*WRITTEN REQUEST*. Report how many lines of the entries below contain the string "bank", with case counting. Give only the number.

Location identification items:
((

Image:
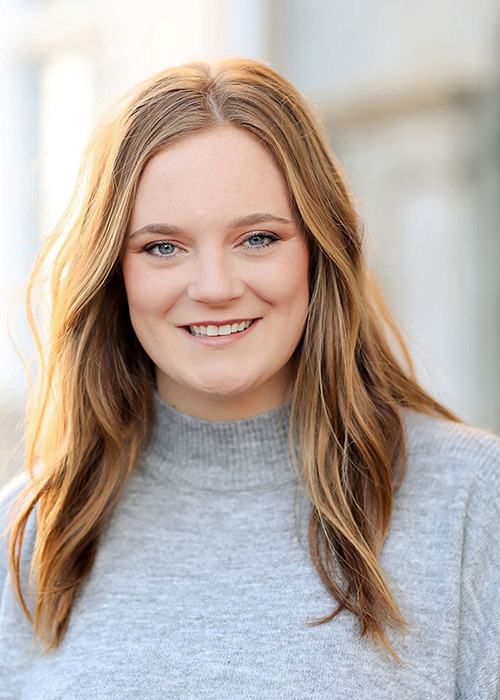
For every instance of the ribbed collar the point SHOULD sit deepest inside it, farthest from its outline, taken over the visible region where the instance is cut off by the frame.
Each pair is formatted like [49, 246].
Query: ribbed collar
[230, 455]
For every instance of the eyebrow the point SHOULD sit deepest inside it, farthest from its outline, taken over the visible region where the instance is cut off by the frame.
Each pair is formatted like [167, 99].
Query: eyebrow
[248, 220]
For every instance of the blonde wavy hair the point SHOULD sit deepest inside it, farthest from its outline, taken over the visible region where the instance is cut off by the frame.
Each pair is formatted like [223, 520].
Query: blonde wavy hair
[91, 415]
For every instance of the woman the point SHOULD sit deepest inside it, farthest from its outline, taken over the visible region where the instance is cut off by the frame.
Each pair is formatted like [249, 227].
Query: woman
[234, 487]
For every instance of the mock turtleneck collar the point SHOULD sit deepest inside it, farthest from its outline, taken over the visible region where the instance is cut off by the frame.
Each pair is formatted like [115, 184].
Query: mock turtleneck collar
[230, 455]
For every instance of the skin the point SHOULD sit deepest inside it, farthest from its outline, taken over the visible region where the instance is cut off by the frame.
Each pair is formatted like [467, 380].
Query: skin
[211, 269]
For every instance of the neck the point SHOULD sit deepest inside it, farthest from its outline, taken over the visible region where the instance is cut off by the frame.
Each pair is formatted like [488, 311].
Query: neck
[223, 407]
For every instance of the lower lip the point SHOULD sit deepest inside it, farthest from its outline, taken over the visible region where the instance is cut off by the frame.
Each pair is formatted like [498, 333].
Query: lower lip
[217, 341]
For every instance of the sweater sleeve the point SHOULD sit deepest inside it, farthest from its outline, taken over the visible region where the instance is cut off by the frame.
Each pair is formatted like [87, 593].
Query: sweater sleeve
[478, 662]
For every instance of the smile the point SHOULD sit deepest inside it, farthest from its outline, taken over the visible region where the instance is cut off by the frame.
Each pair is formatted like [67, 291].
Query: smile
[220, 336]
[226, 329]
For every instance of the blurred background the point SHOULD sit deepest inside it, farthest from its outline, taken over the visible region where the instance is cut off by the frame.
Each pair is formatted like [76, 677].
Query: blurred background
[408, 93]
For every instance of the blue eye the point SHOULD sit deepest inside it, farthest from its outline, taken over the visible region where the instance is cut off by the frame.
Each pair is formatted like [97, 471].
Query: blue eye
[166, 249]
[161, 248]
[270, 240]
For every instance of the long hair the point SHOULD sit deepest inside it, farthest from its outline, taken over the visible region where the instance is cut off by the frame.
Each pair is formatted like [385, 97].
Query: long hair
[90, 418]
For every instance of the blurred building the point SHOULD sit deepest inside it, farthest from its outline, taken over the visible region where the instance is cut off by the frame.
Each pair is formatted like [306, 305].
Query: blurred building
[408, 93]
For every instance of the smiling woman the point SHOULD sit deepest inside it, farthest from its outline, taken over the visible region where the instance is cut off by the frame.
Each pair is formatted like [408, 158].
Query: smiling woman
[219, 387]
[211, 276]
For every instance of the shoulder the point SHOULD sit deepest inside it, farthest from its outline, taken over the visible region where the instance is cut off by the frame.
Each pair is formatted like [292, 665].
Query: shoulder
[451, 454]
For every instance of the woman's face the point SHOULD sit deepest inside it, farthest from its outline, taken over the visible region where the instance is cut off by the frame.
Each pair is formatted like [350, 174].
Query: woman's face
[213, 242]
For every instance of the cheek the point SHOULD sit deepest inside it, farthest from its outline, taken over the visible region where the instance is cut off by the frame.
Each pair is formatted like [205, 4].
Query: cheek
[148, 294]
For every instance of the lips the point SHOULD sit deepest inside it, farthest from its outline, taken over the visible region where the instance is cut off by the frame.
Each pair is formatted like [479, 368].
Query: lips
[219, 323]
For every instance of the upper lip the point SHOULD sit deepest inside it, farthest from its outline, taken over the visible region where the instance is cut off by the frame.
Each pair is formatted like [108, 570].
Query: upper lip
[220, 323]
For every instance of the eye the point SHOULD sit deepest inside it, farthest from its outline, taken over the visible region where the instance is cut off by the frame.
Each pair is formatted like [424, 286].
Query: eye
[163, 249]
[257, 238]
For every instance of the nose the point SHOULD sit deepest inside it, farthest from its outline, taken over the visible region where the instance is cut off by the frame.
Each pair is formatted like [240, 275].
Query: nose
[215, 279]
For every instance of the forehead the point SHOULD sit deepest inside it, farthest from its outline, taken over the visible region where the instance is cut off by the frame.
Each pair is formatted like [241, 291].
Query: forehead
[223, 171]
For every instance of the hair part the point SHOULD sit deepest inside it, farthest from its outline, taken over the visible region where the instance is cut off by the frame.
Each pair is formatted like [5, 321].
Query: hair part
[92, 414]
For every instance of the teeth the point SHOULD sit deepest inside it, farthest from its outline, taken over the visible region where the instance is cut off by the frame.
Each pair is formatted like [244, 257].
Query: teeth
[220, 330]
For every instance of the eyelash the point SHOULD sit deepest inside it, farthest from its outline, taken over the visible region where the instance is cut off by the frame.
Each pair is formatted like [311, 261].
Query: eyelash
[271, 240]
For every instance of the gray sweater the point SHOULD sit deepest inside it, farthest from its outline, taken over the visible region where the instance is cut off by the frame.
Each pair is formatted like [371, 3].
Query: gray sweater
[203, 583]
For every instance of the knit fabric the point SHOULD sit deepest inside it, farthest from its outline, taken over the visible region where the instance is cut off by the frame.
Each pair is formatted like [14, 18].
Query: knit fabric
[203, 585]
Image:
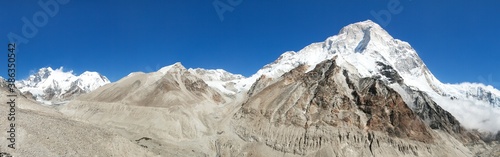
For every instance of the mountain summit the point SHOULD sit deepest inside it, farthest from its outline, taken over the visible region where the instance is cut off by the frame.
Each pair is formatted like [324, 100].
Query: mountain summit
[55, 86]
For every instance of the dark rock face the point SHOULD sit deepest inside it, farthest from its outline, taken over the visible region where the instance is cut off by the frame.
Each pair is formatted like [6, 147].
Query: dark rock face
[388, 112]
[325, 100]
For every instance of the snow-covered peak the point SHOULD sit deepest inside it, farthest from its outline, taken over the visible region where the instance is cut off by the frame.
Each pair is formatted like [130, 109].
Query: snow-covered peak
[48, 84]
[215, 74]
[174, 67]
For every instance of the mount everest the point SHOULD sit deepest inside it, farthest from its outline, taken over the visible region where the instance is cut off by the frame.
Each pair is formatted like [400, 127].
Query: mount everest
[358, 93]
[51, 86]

))
((

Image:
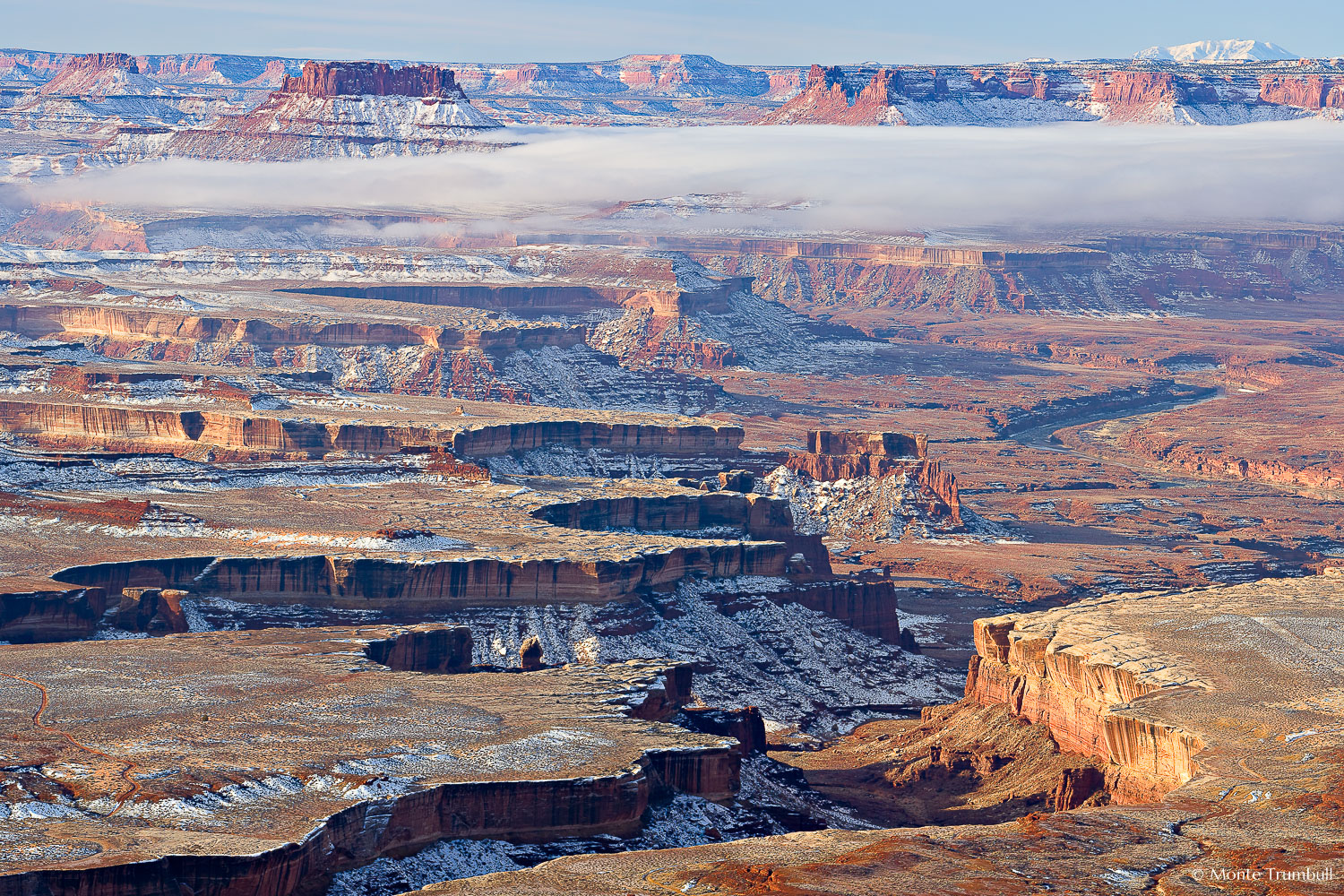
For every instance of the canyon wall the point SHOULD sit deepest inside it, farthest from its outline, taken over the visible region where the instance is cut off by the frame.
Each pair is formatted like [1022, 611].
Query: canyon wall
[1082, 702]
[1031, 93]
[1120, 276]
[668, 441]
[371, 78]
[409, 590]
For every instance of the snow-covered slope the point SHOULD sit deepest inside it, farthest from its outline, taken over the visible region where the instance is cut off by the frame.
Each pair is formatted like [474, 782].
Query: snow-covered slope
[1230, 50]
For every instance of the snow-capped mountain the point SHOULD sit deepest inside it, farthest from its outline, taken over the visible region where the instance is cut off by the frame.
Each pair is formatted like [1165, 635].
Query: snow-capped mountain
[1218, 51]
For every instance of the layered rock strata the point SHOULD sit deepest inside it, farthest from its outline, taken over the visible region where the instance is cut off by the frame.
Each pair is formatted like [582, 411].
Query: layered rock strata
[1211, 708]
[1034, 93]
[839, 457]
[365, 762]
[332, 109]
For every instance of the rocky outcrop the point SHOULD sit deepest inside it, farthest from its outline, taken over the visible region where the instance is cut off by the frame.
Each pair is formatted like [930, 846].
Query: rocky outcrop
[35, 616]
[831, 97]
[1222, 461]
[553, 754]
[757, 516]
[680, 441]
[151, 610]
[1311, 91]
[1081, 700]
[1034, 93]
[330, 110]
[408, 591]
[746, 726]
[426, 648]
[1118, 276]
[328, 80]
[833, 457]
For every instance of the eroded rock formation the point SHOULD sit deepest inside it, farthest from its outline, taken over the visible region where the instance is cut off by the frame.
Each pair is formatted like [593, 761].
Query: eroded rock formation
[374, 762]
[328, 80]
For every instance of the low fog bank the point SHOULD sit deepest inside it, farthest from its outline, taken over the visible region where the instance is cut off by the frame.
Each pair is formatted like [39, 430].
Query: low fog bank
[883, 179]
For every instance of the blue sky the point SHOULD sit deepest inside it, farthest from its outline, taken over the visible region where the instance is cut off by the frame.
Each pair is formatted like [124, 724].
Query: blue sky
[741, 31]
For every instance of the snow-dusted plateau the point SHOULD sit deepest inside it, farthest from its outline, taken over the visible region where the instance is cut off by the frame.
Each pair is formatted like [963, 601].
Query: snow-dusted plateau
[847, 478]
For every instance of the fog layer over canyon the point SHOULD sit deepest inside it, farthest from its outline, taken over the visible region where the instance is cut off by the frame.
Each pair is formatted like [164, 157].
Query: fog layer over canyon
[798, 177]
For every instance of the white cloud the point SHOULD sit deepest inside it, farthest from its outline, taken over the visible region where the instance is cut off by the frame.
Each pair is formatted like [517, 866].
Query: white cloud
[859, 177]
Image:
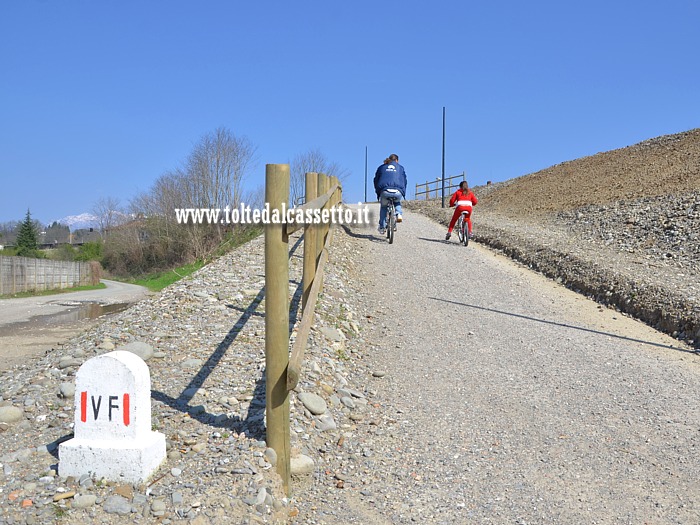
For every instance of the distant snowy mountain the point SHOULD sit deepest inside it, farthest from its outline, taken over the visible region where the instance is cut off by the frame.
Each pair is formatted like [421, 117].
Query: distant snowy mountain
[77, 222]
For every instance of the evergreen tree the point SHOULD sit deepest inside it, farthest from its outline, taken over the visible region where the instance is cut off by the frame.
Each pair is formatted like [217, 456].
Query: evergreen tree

))
((

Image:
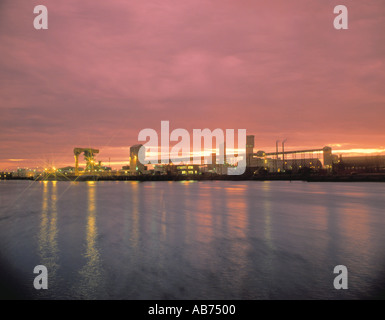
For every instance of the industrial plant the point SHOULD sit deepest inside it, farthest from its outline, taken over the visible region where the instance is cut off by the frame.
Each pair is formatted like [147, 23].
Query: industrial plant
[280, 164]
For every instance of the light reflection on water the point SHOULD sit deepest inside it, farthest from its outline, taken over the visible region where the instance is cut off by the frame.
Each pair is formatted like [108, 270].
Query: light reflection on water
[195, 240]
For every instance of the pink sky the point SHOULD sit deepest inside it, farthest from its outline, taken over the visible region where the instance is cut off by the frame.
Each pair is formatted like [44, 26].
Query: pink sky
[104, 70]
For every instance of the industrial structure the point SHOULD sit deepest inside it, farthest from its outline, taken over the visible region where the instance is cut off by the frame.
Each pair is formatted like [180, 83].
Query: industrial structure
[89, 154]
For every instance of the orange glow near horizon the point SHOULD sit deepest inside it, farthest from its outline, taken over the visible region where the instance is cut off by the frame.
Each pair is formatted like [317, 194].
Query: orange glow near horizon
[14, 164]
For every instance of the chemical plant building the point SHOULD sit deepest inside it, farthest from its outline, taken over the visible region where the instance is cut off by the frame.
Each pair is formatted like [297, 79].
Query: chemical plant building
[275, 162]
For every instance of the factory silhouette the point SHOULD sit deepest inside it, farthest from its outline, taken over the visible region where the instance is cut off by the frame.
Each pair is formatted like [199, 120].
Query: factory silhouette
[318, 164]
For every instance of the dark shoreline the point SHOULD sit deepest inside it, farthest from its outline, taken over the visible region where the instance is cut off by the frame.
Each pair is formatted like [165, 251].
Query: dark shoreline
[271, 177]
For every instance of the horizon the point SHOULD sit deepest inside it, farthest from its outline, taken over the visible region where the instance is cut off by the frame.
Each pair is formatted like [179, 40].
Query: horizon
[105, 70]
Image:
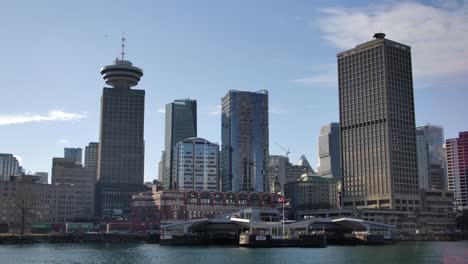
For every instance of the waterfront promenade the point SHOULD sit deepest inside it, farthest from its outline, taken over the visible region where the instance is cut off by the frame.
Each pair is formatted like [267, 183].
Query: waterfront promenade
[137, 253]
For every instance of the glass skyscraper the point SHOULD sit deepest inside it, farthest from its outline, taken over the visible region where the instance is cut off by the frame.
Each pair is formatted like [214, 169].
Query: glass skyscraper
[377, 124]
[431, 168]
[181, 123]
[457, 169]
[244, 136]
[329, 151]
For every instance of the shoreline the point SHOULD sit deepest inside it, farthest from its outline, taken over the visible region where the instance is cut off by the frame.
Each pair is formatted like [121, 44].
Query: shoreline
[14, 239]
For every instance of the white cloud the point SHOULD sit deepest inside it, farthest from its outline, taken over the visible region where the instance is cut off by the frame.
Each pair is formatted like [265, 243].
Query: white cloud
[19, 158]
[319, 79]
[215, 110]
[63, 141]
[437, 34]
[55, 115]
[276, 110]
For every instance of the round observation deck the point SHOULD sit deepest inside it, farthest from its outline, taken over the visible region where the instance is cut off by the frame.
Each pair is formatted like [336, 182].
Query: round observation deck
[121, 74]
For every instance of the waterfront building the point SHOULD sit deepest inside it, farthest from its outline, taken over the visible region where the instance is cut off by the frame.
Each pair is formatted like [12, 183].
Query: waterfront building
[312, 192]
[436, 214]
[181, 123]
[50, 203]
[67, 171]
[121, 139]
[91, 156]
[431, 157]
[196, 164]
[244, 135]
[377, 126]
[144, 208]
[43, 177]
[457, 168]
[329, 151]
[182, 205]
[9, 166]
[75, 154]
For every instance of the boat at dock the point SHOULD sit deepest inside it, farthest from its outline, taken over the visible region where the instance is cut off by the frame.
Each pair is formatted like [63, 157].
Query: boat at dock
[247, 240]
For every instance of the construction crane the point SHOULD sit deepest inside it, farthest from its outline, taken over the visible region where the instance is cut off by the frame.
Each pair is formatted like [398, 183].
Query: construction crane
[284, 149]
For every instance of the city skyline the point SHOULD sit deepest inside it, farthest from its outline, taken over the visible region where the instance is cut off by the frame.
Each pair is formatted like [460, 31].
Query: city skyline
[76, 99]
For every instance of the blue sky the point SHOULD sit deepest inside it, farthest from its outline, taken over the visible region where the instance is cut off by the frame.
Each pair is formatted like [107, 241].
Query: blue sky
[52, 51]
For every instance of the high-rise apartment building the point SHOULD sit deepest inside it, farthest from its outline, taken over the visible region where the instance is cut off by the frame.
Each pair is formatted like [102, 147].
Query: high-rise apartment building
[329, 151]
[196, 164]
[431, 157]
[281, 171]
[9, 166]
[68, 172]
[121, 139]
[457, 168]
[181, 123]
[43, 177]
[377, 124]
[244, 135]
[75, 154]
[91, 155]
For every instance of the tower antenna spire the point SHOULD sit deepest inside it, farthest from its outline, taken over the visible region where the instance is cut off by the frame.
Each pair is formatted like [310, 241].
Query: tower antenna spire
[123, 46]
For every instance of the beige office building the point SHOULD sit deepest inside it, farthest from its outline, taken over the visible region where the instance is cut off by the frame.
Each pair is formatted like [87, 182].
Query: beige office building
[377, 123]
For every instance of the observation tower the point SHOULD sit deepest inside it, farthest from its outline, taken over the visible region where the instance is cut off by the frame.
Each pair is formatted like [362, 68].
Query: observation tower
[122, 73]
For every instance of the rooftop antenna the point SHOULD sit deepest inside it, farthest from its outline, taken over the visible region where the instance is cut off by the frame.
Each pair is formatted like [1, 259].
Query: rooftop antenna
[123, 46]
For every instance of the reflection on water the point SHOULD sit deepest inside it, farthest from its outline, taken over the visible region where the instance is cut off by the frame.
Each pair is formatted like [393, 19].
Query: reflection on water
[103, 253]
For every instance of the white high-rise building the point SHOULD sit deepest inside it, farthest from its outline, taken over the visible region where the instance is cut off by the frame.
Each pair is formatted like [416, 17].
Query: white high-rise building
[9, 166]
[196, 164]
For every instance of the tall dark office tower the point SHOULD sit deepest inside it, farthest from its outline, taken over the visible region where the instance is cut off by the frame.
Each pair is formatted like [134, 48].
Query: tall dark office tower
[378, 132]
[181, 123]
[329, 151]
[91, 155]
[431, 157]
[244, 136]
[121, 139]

))

*COMPLETE OUTPUT*. 2